Exercise brief:
Repeat the records. Each line must match exactly.

### Records shown

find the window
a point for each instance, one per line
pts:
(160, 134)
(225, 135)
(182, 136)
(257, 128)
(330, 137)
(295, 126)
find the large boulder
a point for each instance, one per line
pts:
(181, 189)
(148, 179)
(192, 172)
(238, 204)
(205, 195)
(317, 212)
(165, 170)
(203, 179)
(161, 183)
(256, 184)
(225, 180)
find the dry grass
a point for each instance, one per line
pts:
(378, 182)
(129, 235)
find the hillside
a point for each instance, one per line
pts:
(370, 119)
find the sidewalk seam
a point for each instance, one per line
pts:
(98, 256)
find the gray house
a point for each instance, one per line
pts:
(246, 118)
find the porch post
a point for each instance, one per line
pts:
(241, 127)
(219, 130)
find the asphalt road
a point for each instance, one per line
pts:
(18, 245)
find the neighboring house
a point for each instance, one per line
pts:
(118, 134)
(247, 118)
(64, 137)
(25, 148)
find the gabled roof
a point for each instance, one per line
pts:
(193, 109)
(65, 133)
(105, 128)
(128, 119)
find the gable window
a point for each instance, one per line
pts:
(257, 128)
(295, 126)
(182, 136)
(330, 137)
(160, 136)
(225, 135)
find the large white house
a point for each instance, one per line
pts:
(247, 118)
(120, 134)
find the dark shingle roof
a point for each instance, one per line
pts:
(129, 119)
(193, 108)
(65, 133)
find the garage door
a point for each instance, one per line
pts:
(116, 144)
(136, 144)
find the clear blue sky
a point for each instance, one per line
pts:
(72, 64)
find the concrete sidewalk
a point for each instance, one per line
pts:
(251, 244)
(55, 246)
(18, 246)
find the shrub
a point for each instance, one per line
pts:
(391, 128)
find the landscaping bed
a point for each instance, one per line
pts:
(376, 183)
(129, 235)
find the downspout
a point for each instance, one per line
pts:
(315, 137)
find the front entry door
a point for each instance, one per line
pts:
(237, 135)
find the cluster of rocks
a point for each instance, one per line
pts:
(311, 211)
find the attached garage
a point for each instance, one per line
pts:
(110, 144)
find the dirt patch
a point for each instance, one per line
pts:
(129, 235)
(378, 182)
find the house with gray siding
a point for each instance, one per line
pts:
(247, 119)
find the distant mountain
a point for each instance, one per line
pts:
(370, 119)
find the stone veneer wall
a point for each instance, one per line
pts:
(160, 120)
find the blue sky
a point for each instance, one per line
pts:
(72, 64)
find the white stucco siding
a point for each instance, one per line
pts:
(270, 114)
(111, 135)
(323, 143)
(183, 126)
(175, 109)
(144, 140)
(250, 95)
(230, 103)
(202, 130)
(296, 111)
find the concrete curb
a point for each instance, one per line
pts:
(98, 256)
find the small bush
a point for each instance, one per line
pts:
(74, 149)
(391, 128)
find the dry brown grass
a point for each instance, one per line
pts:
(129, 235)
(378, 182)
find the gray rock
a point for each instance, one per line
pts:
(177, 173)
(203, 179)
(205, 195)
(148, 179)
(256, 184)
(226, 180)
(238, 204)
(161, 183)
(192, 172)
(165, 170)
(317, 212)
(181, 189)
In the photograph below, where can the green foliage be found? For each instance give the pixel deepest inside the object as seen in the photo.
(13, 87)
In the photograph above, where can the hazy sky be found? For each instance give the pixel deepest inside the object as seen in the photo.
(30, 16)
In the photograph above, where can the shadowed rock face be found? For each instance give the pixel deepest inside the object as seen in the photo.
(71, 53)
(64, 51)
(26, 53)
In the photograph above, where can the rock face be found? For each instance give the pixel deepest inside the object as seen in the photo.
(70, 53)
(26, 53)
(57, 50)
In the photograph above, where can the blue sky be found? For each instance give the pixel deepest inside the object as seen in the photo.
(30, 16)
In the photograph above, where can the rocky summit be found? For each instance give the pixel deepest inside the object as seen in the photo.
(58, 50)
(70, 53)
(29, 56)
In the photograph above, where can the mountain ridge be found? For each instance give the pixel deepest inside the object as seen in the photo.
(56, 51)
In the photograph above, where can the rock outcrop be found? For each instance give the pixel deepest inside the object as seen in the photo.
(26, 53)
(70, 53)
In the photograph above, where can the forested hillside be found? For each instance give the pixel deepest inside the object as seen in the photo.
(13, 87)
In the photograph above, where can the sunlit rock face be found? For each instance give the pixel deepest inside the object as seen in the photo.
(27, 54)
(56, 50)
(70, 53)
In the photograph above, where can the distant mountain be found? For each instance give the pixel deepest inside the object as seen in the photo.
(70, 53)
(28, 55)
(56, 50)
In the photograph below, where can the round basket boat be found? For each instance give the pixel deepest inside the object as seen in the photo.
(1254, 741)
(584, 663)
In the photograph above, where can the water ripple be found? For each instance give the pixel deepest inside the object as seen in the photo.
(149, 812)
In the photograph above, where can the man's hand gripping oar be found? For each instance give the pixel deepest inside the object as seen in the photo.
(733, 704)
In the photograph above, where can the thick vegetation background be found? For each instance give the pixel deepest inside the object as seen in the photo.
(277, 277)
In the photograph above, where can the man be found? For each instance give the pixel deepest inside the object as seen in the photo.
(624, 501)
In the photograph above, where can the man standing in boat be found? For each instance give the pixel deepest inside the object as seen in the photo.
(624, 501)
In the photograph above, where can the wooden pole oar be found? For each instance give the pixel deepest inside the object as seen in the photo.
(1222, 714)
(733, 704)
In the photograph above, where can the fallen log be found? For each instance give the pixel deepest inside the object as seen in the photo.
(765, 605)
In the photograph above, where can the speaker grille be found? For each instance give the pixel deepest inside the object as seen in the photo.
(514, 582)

######

Response:
find the window
a point for each instance, one per line
pts:
(160, 134)
(225, 135)
(182, 136)
(257, 128)
(330, 137)
(295, 126)
find the large boulder
a point for each instance, one per line
pts:
(181, 189)
(148, 179)
(192, 172)
(238, 204)
(205, 195)
(317, 212)
(165, 170)
(203, 179)
(161, 183)
(256, 184)
(225, 180)
find the dry grass
a point for each instance, one per line
pts:
(378, 182)
(129, 235)
find the hillside
a point for each instance, one per line
pts:
(370, 119)
find the sidewalk seam
a point for each instance, one per line
pts:
(98, 256)
find the gray house
a point for each instance, one per line
pts:
(246, 118)
find the porch post
a point for each instance, one per line
pts:
(241, 127)
(219, 130)
find the asphalt road
a point for each instance, one per line
pts:
(18, 245)
find the neighboring house
a point for each instance, one per line
pts:
(118, 134)
(247, 118)
(64, 137)
(25, 148)
find the gabled roof
a point for each instance, one per line
pts:
(193, 109)
(65, 133)
(105, 128)
(128, 119)
find the gable window
a point for each instance, one per line
pts:
(257, 128)
(295, 126)
(182, 136)
(330, 137)
(160, 136)
(225, 135)
find the large white house
a point for each instance, one per line
pts:
(247, 118)
(120, 134)
find the dark shingle roof
a point for each instance, one per line
pts:
(129, 119)
(193, 108)
(65, 133)
find the garage door
a point for each instance, one per line
pts:
(116, 144)
(136, 144)
find the clear blue sky
a point for each instance, one per line
pts:
(72, 64)
find the concrete sidewalk
a point for each instance, one per line
pts:
(251, 244)
(55, 246)
(18, 246)
find the shrub
a point for each instance, one per line
pts:
(391, 128)
find the landscaping bed
a point for each instance, one per line
pts:
(376, 183)
(129, 235)
find the downspout
a point for each instance, one per line
pts:
(315, 137)
find the front entry door
a point for each instance, one per line
pts:
(237, 135)
find the cluster of rocks
a point for each instance, one per line
pts:
(311, 211)
find the attached garage
a point for each instance, one per line
pts:
(110, 144)
find the dirt patch
a point for each instance, one per line
pts:
(129, 235)
(378, 182)
find the house with gray siding
a point for each instance, one per line
pts:
(247, 119)
find the distant mountain
a point for each instance, one per line
pts:
(370, 119)
find the stone veneer wall
a point for each instance, one per line
pts:
(160, 120)
find the blue sky
a point for each instance, one per line
pts:
(72, 64)
find the white stucco siding
a point for each instance, one per line
pts:
(270, 114)
(111, 135)
(323, 143)
(183, 126)
(175, 109)
(144, 140)
(250, 95)
(230, 103)
(202, 130)
(296, 111)
find the concrete curb
a point for each instance, one per line
pts:
(98, 256)
find the small bush
a point for each instance, one per line
pts:
(74, 149)
(391, 128)
find the dry brown grass
a point for each instance, one per line
pts:
(129, 235)
(378, 182)
find the gray rock
a point for each instance, one per line
pts:
(177, 173)
(203, 179)
(205, 195)
(148, 179)
(256, 184)
(226, 180)
(238, 204)
(161, 183)
(192, 172)
(165, 170)
(317, 212)
(181, 189)
In the photograph below, where can the green foliage be found? For each instance give the pixel deepest inside the object as seen in the photo.
(13, 87)
In the photograph above, where can the hazy sky be found? For each instance give the pixel deepest inside the object as seen in the photo.
(30, 16)
In the photograph above, where can the shadowed rock face be found? For each instance give the pixel deepest inside the object as seen in the photo.
(71, 53)
(64, 51)
(26, 53)
In the photograph above, where can the rock face be found? For each instance give the pixel deepest inside the object as seen in the photo.
(70, 53)
(26, 53)
(57, 50)
In the photograph above, where can the blue sky be found? For each instance give the pixel deepest inside the object as seen in the photo.
(30, 16)
In the photograph above, where can the rocky summit be found? For each instance give the pixel deepest inside the object as seen in the photo.
(58, 50)
(70, 53)
(29, 56)
In the photograph above, where can the mountain ridge be found? For each instance give the pixel deepest inside the object as seen in the photo.
(56, 51)
In the photograph above, where can the rock outcrop be found? For each instance give the pixel deepest inside the object as seen in the photo.
(26, 53)
(70, 53)
In the photograph above, where can the forested hillside be found? For each instance give the pixel deepest inside the object as seen in the photo.
(13, 87)
In the photograph above, where can the sunlit rock face be found? For each instance give the pixel deepest inside the object as seen in the photo.
(27, 54)
(56, 50)
(70, 53)
In the photograph above, where can the distant mountain be found? For each instance give the pixel deepest inside the object as seen in the photo.
(70, 53)
(28, 55)
(56, 50)
In the photograph below, where can the round basket boat be found? For each instance give the pixel deepest inside the object as seen in the photo.
(1254, 741)
(584, 663)
In the photograph above, where can the water ripple be found? For each instance give the pixel deepest inside the object as seen in the photo.
(149, 812)
In the photograph above, where can the man's hand gripping oar be found? For each instance give the pixel deepest inside the object as seen in the photo.
(733, 704)
In the photograph above, where can the thick vegetation background be found? For each instance give the pixel deepest inside the object as seen in the photo.
(277, 277)
In the photograph above, where can the man be found? For each instance give the pixel deepest inside the object as seen in the photo.
(624, 501)
In the photograph above, where can the man standing in boat be found? For each instance give the pixel deepest inside the object as seen in the photo.
(624, 501)
In the photograph above, where can the wooden pole oar be found? For each instance give the pixel deepest inside the object as seen in the photo.
(1222, 714)
(733, 704)
In the photograph above, where can the fallen log be found? For each instance give the pixel deepest inside the object as seen in the photo.
(765, 605)
In the photograph above, where can the speaker grille be found? For each instance give the pixel deepest inside the object as seen in the photo.
(514, 582)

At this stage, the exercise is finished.